Selection:

SZHKG v Minister for Immigration
[2007] FMCA 286
•2 March 2007
FEDERAL MAGISTRATES COURT OF AUSTRALIA
| SZHKG v MINISTER FOR IMMIGRATION & ANOR | [2007] FMCA 286 |
| MIGRATION – Review of RRT decision − where the applicant declined an invitation to attend the Tribunal hearing − where the Tribunal was not satisfied of the applicant’s claims on the basis of a lack of information about them − where the Tribunal sent the invitation to the wrong address − where the invitation was in any case received by the applicant’s migration agent − whether the applicant suffered any disadvantage from the failure to properly address the invitation − whether the court should exercise its discretion to remit the matter to the Tribunal − whether the applicant had any further information to add to his statement before the Tribunal − where the migration agent advised the applicant not to appear − whether the conduct of the migration agent affecting the decision of the applicant not to attend can amount to jurisdictional error. |
| Migration Act 1958, ss.425A(2), 441A, 441G |
| NAST v Minister for Immigration [2004] FCA 86 Dranichnikov v Minister for Immigration [2003] 197 ALR 389 Abebe v Commonwealth of Australia [1999] 197 CLR 510 SZATG v Minister for Immigration (2004) 215 ALR 358 |
| Applicant: | SZHKG |
| First Respondent: | MINISTER FOR IMMIGRATION & MULTICULTURAL AFFAIRS |
| Second Respondent: | REFUGEE REVIEW TRIBUNAL |
| File Number: | SYG 3048 of 2005 |
| Judgment of: | Raphael FM |
| Hearing date: | 2 March 2007 |
| Date of Last Submission: | 2 March 2007 |
| Delivered at: | Sydney |
| Delivered on: | 2 March 2007 |
REPRESENTATION
| Counsel for the Applicant: | Applicant in Person |
| Counsel for the Respondents: | Mr G. Kennett |
| Solicitors for the Respondents: | Phillips Fox |
ORDERS
Application dismissed.
Applicant to pay the respondent’s costs assessed in the sum of $5000.00 pursuant to Part 21, Rule 21.02(2)(a) Federal Magistrates Court Rules 2001.
| FEDERAL MAGISTRATES COURT OF AUSTRALIA AT SYDNEY |
SYG 3048 of 2005
| SZHKG |
Applicant
And
| MINISTER FOR IMMIGRATION & MULTICULTURAL AFFAIRS |
First Respondent
| REFUGEE REVIEW TRIBUNAL |
Second Respondent
REASONS FOR JUDGMENT
The applicant is a citizen of the People’s Republic of China. He arrived in Australia on 15 December 2001. On 14 January 2002 he lodged an application for a protection (XA) visa with the Department of Immigration and Multicultural and Indigenous Affairs. On 23 April 2002 a delegate of the Minister refused to grant a protection visa and on 23 May 2002 the applicant applied for a review of that decision.

Directions: Summarize the judgment above in two sentences.

(Source records)
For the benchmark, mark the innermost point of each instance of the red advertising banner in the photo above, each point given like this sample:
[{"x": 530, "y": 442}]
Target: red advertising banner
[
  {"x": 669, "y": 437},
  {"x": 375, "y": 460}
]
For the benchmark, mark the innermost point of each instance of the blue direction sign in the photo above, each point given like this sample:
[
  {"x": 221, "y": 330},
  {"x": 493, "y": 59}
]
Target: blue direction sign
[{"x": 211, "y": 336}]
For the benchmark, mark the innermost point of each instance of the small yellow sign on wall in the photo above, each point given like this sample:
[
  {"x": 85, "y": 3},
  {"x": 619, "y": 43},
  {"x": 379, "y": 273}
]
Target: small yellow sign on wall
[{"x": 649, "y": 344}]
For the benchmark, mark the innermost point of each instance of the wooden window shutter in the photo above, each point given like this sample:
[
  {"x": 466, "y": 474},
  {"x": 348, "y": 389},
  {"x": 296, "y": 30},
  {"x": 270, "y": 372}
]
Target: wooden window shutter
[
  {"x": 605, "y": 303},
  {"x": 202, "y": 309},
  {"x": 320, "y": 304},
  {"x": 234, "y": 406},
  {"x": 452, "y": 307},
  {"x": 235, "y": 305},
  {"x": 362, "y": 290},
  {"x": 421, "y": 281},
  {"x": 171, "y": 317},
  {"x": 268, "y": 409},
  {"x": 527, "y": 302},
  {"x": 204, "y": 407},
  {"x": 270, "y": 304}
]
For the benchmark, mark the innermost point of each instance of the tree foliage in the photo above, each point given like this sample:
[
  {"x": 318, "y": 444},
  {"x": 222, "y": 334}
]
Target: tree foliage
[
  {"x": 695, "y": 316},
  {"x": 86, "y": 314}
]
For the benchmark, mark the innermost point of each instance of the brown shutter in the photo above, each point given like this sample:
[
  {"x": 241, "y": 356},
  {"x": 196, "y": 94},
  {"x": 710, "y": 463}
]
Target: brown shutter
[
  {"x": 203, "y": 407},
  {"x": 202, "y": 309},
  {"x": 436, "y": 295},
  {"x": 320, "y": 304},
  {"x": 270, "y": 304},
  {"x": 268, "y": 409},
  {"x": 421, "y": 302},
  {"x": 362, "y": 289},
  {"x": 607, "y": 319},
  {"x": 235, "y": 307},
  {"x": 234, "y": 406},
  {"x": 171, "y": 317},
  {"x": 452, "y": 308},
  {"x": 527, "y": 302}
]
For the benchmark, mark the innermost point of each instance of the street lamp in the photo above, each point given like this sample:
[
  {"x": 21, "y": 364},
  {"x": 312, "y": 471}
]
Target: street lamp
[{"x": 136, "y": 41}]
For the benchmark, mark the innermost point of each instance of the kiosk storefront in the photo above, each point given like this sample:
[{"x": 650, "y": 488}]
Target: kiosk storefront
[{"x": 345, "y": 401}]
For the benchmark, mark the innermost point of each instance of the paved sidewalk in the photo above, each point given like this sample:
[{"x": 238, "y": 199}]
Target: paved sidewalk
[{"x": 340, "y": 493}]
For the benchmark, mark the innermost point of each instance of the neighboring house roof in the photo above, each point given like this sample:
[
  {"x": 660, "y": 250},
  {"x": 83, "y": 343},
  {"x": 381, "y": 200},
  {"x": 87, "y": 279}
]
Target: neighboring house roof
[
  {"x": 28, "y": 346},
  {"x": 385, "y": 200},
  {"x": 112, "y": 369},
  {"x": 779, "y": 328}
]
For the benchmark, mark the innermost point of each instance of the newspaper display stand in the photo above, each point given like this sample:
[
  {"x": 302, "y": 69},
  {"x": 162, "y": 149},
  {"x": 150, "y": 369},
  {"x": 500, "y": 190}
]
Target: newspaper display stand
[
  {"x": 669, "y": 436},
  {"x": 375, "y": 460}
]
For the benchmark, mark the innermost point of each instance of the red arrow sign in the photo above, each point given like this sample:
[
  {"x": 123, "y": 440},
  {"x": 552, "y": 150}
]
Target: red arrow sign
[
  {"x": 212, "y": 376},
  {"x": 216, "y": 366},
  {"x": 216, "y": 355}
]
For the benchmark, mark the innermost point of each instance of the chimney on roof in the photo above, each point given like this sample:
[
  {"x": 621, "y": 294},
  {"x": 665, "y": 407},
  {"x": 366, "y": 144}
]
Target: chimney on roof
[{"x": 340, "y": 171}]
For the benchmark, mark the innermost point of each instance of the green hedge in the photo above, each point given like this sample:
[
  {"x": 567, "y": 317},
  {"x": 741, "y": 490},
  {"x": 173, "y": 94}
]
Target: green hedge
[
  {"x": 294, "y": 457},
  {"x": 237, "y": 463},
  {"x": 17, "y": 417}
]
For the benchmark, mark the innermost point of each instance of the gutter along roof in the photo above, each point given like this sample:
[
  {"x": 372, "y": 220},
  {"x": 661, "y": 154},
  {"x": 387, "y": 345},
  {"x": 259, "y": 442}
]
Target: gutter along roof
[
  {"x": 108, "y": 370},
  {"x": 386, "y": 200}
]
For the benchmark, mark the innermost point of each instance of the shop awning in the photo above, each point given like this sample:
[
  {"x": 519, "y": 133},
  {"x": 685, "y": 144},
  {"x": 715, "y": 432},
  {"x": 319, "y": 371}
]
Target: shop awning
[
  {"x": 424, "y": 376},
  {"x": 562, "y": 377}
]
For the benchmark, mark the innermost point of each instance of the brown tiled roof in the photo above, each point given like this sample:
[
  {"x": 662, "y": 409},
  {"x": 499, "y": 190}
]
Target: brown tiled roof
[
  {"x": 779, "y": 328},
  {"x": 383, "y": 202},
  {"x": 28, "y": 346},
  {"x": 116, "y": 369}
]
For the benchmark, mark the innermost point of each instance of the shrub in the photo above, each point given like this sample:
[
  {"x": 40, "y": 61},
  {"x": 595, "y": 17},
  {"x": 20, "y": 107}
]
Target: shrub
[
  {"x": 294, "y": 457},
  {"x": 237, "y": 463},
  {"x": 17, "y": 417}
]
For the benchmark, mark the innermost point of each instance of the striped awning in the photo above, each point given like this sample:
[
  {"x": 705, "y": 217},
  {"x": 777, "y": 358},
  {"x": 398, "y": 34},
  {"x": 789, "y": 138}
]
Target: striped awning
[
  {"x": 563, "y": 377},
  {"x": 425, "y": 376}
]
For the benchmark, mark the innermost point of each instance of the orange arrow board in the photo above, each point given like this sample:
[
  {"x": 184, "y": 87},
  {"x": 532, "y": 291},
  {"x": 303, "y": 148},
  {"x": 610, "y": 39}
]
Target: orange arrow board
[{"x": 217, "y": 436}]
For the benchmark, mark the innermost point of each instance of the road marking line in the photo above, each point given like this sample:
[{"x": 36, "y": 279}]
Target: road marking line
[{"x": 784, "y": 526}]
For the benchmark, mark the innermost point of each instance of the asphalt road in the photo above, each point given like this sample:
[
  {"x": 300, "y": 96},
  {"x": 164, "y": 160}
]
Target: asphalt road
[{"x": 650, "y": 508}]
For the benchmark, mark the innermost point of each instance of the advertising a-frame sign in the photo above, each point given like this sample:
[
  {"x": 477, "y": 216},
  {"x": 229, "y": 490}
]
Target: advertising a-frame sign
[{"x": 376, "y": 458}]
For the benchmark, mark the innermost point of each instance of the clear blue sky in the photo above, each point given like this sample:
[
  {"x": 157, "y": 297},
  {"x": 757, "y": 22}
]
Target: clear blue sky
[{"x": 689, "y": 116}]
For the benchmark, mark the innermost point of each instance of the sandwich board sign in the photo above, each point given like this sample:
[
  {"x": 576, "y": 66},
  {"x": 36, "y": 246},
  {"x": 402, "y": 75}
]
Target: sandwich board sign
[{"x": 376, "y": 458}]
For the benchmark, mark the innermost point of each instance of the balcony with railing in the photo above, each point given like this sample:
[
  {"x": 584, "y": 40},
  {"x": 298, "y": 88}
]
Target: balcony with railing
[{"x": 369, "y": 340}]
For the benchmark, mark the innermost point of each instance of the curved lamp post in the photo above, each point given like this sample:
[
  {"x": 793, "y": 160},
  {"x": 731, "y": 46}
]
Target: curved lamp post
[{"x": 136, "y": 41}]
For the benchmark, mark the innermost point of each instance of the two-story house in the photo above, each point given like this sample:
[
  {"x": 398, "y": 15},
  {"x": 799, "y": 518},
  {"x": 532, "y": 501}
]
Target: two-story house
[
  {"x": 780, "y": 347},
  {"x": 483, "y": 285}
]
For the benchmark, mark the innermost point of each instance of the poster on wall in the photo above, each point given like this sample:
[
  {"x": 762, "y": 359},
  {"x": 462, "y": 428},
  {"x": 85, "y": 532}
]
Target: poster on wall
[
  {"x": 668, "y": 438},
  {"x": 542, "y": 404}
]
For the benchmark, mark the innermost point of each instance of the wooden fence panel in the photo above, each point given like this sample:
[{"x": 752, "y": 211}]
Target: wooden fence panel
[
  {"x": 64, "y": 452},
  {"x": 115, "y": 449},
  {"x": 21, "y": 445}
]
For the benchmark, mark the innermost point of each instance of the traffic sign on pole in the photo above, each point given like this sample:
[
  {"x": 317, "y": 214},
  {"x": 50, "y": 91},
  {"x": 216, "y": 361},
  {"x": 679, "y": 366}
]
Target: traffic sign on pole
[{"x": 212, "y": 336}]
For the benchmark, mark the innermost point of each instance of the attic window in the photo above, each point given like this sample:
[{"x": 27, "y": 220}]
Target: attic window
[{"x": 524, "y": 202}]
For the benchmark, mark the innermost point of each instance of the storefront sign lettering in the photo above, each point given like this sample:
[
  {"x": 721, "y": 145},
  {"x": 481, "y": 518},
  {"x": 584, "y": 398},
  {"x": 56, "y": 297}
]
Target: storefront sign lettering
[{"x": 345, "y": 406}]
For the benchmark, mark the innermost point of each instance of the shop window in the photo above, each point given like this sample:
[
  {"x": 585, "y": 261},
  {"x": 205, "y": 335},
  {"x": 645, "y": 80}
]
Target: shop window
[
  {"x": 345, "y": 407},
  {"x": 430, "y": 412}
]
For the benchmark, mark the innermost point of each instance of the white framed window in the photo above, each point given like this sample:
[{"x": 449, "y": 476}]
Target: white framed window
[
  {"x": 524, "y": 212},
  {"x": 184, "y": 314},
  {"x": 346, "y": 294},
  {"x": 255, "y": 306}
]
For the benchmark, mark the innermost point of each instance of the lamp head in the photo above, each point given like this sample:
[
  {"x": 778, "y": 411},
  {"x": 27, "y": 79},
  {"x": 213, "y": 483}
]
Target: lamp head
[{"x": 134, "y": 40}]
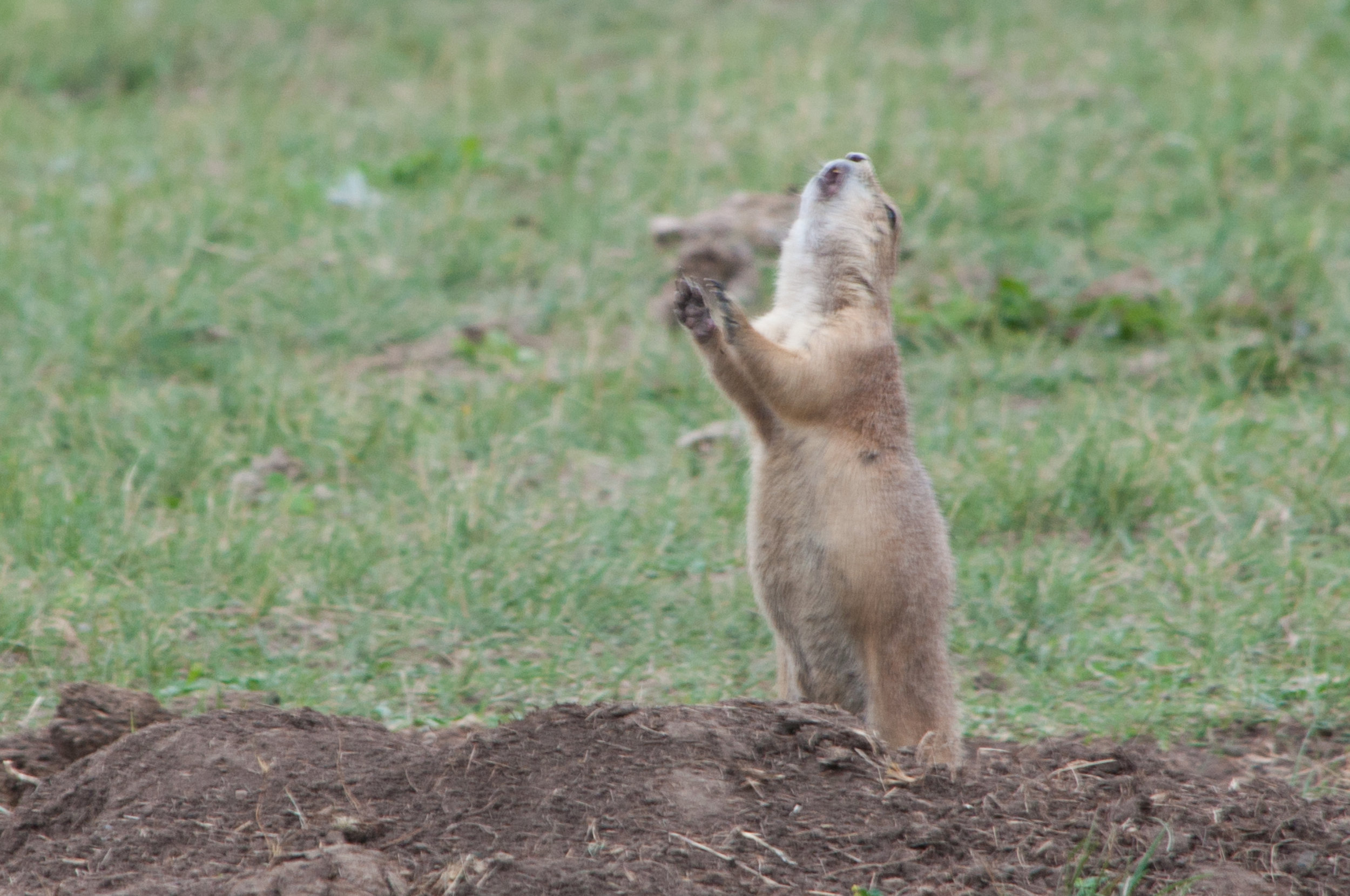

Output for this task: In SZHKG v Minister for Immigration, delivered at Sydney on 2 March 2007, the Federal Magistrates Court of Australia dismissed the application and ordered the applicant to pay the respondent's costs, assessed at $5000.00. The applicant, a citizen of the People's Republic of China who arrived in Australia on 15 December 2001, had applied for a protection (XA) visa on 14 January 2002, and after a delegate of the Minister refused it on 23 April 2002, he applied for review of that decision on 23 May 2002.